*** SUPPLIED PASSAGE Section Begins ***

Robert Louis Stevenson
When I read this short essay by Robert Louis Stevenson, I recognised a man who loved islands, since there are references to different islands that he had either explored or invented.
I have created a few versions of this wonderful essay from RLS, partly from an interest in islands, but also because there are many opportunities to make cross references to other material from RLS himself. I have also travelled (some time back now) to the island described and I have included some photographs within the book.
Back in 2001, I created a Quicktime VR movie and had included this in a PDF version of this eBook. Including this in the ePub version seems impossible for the moment. Even putting a link to the QTVR online is a bit risky because recent versions of Quicktime from Apple no longer supports this format.
Download the eBook in ePub format
Posted on 16 Sep 2010 around 10am
Technical Stuff
Note: Version 1.2.1 changed deal with changes to iBooks 1.2.1
Pictures
Images that relate to the text are set to float to the right together with their captions. This is achieved by including the img tag and the caption inside a block element. Only the width of the image is specified in the mark-up, and this is set to 100%. The containing block, however, is styled to be set to 35%. This means that the image and caption will reduce when the width of the display is reduced. This seems to work well in Adobe Digital Editions as well as iBooks.

*** SUPPLIED PASSAGE Section Ends ***
*** THE DATA Section Begins ***

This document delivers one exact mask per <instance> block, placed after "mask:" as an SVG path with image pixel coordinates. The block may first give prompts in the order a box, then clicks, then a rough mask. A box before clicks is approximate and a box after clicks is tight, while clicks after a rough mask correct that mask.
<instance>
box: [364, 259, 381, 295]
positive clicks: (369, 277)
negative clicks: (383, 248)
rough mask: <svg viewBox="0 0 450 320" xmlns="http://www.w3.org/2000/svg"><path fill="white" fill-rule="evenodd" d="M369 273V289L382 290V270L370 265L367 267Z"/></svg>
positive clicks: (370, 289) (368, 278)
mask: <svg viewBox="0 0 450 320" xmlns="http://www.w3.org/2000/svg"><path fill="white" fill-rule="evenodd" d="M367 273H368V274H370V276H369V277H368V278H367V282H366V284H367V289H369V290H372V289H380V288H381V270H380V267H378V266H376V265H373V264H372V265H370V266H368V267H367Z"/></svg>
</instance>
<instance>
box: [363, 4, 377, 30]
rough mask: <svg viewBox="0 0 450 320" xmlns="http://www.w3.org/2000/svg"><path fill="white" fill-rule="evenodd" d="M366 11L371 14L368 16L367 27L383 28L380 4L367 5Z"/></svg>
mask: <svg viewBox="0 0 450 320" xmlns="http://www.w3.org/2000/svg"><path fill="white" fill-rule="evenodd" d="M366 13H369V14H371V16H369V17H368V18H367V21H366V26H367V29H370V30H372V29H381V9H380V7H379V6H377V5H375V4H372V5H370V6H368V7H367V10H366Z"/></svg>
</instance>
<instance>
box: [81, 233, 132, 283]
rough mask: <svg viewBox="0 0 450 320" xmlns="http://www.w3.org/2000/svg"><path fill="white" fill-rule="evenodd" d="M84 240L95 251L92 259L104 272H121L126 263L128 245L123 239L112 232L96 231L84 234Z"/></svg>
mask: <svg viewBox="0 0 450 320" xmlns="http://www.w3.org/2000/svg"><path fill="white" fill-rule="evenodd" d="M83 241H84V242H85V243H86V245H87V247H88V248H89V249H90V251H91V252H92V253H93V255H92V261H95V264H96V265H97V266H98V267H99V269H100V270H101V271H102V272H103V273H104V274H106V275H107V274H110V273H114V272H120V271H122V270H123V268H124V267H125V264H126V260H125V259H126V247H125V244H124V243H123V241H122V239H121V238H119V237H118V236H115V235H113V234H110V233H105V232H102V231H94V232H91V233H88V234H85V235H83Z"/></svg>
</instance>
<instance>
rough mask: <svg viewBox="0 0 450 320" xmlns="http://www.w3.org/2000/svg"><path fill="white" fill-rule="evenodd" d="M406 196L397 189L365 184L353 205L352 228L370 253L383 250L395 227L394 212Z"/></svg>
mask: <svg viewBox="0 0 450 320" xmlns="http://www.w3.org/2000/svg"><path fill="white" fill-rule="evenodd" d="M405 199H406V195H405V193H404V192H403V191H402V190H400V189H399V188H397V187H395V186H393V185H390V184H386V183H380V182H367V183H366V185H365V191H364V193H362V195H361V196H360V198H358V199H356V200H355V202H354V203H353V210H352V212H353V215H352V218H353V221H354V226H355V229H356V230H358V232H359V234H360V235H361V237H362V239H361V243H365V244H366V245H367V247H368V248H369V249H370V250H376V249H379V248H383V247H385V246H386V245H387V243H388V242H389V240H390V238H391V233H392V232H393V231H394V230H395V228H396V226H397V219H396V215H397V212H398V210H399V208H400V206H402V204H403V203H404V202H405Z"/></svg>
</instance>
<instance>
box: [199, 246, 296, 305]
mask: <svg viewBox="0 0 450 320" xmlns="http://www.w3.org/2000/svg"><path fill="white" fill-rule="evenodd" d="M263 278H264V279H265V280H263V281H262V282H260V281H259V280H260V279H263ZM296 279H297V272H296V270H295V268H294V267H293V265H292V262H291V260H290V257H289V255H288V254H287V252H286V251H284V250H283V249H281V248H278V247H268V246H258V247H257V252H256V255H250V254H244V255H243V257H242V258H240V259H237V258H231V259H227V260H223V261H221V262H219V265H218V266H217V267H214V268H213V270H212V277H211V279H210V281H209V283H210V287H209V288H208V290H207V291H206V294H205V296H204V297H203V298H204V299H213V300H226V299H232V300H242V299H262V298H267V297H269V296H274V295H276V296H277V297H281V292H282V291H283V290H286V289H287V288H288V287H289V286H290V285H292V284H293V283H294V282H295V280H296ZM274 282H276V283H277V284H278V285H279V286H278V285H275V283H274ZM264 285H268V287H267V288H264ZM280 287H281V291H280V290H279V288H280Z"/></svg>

*** THE DATA Section Ends ***

● PROBLEM STATEMENT:
Rewrite everything from "Back in 2001, I" down to "supports this format." in the post about the Stevenson essay eBook, swapping "PDF" for "Mobi".

● TASK RESULT:
Back in 2001, I created a Quicktime VR movie and had included this in a Mobi version of this eBook. Including this in the ePub version seems impossible for the moment. Even putting a link to the QTVR online is a bit risky because recent versions of Quicktime from Apple no longer supports this format.